● Instructions to follow
Write the records out exactly as shown. No pictures.

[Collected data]
--*--

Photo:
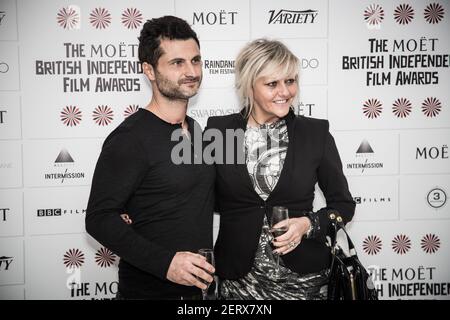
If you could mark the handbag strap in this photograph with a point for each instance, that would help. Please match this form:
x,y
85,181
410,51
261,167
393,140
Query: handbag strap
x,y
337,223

--*--

● Task result
Photo:
If you could mark the handbag strap in this photograph with a point for each instance, that would help. Please match this form:
x,y
85,181
410,51
261,167
393,140
Query: handbag strap
x,y
337,223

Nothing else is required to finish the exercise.